• Ordine di lavoro 1
Le tre affermazioni seguenti concordano con il testo sul disarmo? (a) Secondo Gallagher, negli ultimi anni la Conferenza è rimasta senza mandato. (b) La Santa Sede chiede una moratoria soltanto sull'uso delle LAWS, non sul loro sviluppo. (c) I temi principali indicati per la Santa Sede sono quattro. Per ciascuna rispondi sì o no e cita alla lettera le parole del testo che decidono.
• Ordine di lavoro 2
Rispondi alle domande sul testo sul disarmo, una per riga, contrassegnando le risposte con le stesse lettere.
(a) Per quali scopi, secondo la Santa Sede, deve essere usato lo spazio?
(b) Per che cosa sta la sigla LAWS?
(c) Chi trae vantaggio dall'alternativa al disarmo, secondo Gallagher?
• Ordine di lavoro 3
Riporta dal testo sul disarmo il passo che inizia con le parole "La Santa Sede mette" e fermati dopo le parole "tema dell’intelligenza artificiale.".

• Testo della pagina

= = = = = = =

Il “ministro degli Esteri” vaticano ha sottolineato che oggi “insieme, come famiglia di nazioni, possiamo intraprendere giuste e coraggiose azioni per un disarmo generale, bilanciato e completo sotto un efficace controllo internazionale”. Un passo importante, perché l’alternativa sarebbe – nota Gallagher – “la perpetuazione dei conflitti e della violenza, crescenti ineguaglianze e degrado ambientale, di cui nessuno trae vantaggio se non la lobby delle armi”.
Gallagher denuncia lo stallo in cui si è trovata la Conferenza negli ultimi anni, perché rimasta senza mandato mentre la sua ragione di essere è proprio quella di “negoziare strumenti per il disarmo multilaterale e portare risultati concreti”, e gli Stati hanno “un interesse vitale al successo dei negoziati per il disarmo”, e per questo hanno un dovere di partecipare ai negoziati.
Tre i temi principali per la Santa Sede: le armi nucleari, il tema dell’utilizzo dell’area spaziale, e infine la militarizzazione dell’intelligenza artificiale.
Per quanto riguarda le armi nucleari, Gallagher sottolinea che “la pace e la stabilità internazionale sono incompatibili con i tentativi di costruirle sotto la paura della mutua distruzione o la minaccia di totale annichilimento”, e per questo preoccupa “notare la continua espansione e modernizzazione degli arsenali nucleari”.
Soprattutto, afferma Gallagher, “è urgente che gli Stati in possesso di arsenali nucleari si impegnino in seri negoziati per ridurre ed eventualmente eliminare i loro stoccaggi” secondo gli obblighi presi nel Trattato di non proliferazione nucleare.
Per quanto riguarda lo spazio, è imperativo, per la Santa Sede, che questo “sia usato esclusivamente per scopi pacifici, come un bene comune per promuovere sviluppo integrale, ricerca scientifica ed educazione”.
La Santa Sede mette in luce come, invece, gli sviluppi spaziali sono andati oltre le questioni di governance internazionale e cornici legali, creando “instabilità e imprevedibilità”, e per questo “il negoziato di un impegno verificabile e globale per un bando di tutte le categorie di armi nello spazio, che vada insieme ad un impegno di proibire lo sviluppo di armi anti- satellite – è diventato sempre più urgente per creare confidenza e rafforzare la sicurezza e la responsabilità collettiva”.
Infine, la militarizzazione dell’intelligenza artificiale. La Santa Sede ha da tempo chiesto alle Nazioni Unite di stabilire una autorità con competenze universali sul tema dell’intelligenza artificiale.
Gallagher fa in particolare riferimento ai sistemi di armi automatiche, i Lethal Autonomous Weapon Systems, conosciuti come LAWS, che “sono capaci di identificare e colpire obiettivi senza il diretto intervento umano o controllo”. La Santa Sede incoraggia a vedere gli aspetti positive dell’intelligenza artificiale, e chiede una “immediata moratoria allo sviluppo e l’uso delle LAWS”.
Infine, Gallagher denuncia che “spese militari immense fomentano il circolo vizioso di una corsa alle armi che toglie risorse vitali dallo sradicamento della povertà, dalla giustizia, l’educazione e la salute”, contraddicendo anche la Carta delle Nazioni Unite che chiede agli Stati membri di operare misere efficaci per prevenire e rimuovere le minacce di pace”.

= = = = = = =

Voci tratte da una raccolta
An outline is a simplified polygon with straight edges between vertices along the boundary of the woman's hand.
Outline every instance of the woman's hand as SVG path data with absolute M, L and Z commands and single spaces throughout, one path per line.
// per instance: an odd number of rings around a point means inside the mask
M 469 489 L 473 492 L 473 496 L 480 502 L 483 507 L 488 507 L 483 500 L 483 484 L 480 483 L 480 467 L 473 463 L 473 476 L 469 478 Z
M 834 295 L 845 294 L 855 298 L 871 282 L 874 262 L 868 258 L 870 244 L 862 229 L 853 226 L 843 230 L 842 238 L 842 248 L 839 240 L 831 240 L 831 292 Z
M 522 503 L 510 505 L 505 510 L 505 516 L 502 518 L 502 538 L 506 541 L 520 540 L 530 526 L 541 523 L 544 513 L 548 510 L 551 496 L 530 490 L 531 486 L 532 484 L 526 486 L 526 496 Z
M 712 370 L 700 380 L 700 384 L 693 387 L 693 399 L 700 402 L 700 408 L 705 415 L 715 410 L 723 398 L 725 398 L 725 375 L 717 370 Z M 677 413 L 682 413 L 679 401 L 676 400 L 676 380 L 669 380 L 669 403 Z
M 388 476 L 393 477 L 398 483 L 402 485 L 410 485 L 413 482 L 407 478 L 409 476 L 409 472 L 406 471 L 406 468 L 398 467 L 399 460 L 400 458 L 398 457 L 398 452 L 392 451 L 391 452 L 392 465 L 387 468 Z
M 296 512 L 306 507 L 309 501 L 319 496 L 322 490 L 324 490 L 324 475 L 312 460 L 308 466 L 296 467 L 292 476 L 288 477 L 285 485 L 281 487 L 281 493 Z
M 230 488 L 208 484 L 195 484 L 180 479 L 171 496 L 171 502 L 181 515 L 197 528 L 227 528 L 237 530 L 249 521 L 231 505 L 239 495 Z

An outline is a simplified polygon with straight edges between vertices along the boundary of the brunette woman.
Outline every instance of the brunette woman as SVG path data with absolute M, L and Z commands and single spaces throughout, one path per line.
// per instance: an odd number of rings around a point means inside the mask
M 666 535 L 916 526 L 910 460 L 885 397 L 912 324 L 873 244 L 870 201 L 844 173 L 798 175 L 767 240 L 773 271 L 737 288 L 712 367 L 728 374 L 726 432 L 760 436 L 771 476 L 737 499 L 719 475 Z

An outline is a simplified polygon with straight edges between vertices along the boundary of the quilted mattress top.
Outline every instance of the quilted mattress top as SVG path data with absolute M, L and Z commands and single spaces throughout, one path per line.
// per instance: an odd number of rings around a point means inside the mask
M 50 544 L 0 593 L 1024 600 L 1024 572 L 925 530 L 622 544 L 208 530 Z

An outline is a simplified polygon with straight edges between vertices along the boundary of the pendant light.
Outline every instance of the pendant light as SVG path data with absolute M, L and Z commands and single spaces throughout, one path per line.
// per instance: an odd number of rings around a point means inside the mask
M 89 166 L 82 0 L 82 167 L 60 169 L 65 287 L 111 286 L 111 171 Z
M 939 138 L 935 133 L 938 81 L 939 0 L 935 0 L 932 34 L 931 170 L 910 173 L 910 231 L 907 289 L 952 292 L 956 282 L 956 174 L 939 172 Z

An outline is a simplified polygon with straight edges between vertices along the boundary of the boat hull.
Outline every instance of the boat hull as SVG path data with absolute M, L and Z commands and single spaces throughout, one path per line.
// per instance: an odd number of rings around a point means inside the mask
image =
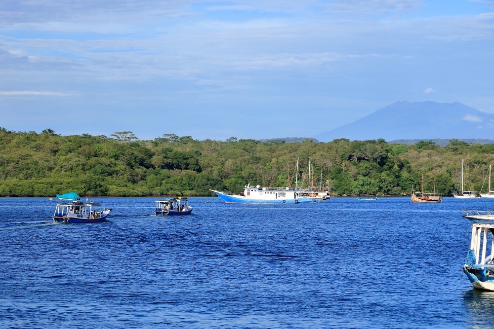
M 186 215 L 191 215 L 192 213 L 192 208 L 187 211 L 176 211 L 175 210 L 169 210 L 168 211 L 155 210 L 155 214 L 157 216 L 183 216 Z
M 476 194 L 453 194 L 453 196 L 457 199 L 478 199 L 481 197 Z
M 434 196 L 434 197 L 430 197 L 427 196 L 421 197 L 417 196 L 415 194 L 412 194 L 412 202 L 416 202 L 417 203 L 438 203 L 439 202 L 443 202 L 443 197 L 441 196 Z
M 288 197 L 273 199 L 259 199 L 247 197 L 239 194 L 227 194 L 219 191 L 213 191 L 218 196 L 226 203 L 299 203 L 300 202 L 311 202 L 314 201 L 311 197 L 295 197 L 293 192 L 290 193 Z M 275 196 L 276 197 L 276 196 Z
M 476 268 L 465 265 L 463 267 L 463 271 L 475 288 L 494 291 L 494 276 L 488 275 L 488 269 Z
M 64 223 L 101 223 L 106 221 L 106 219 L 110 215 L 110 211 L 103 212 L 100 214 L 98 218 L 84 218 L 81 217 L 78 217 L 75 214 L 69 214 L 63 217 L 57 217 L 53 216 L 53 220 L 58 222 Z

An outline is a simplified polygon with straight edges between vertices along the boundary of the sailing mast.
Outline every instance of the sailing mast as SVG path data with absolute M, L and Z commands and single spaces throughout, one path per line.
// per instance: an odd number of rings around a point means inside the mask
M 295 172 L 295 189 L 298 189 L 298 158 L 297 158 L 297 171 Z
M 487 192 L 488 193 L 491 193 L 493 192 L 493 191 L 491 190 L 491 167 L 492 166 L 492 165 L 489 165 L 489 186 L 487 189 L 487 190 L 489 191 L 489 192 Z
M 463 159 L 461 159 L 461 194 L 463 194 Z

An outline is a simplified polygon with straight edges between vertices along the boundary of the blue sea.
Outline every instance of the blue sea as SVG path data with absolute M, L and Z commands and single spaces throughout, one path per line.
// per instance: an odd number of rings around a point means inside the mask
M 461 271 L 494 200 L 226 204 L 190 216 L 97 198 L 106 222 L 54 223 L 57 201 L 0 198 L 1 328 L 485 328 L 494 292 Z

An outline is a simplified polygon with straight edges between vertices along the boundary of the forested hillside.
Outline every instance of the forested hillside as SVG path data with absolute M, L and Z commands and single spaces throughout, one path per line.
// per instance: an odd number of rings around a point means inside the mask
M 439 192 L 448 195 L 462 158 L 468 188 L 480 191 L 493 154 L 493 145 L 457 140 L 444 146 L 383 140 L 199 141 L 172 134 L 139 141 L 131 132 L 62 136 L 51 129 L 38 134 L 0 128 L 0 196 L 71 191 L 84 196 L 209 196 L 210 188 L 238 193 L 248 183 L 294 186 L 296 179 L 306 186 L 309 159 L 315 184 L 322 178 L 323 186 L 334 195 L 410 193 L 413 186 L 420 189 L 422 174 L 427 190 L 436 177 Z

= = = = = = =

• Risposta scritta 1
(a) Sì: "perché rimasta senza mandato".
(b) No: "immediata moratoria allo sviluppo e l’uso delle LAWS".
(c) No: "Tre i temi principali per la Santa Sede".

• Risposta scritta 2
(a) Esclusivamente per scopi pacifici, come un bene comune per promuovere sviluppo integrale, ricerca scientifica ed educazione.
(b) Lethal Autonomous Weapon Systems.
(c) Nessuno, se non la lobby delle armi.

• Risposta scritta 3
La Santa Sede mette in luce come, invece, gli sviluppi spaziali sono andati oltre le questioni di governance internazionale e cornici legali, creando “instabilità e imprevedibilità”, e per questo “il negoziato di un impegno verificabile e globale per un bando di tutte le categorie di armi nello spazio, che vada insieme ad un impegno di proibire lo sviluppo di armi anti- satellite – è diventato sempre più urgente per creare confidenza e rafforzare la sicurezza e la responsabilità collettiva”.
Infine, la militarizzazione dell’intelligenza artificiale. La Santa Sede ha da tempo chiesto alle Nazioni Unite di stabilire una autorità con competenze universali sul tema dell’intelligenza artificiale.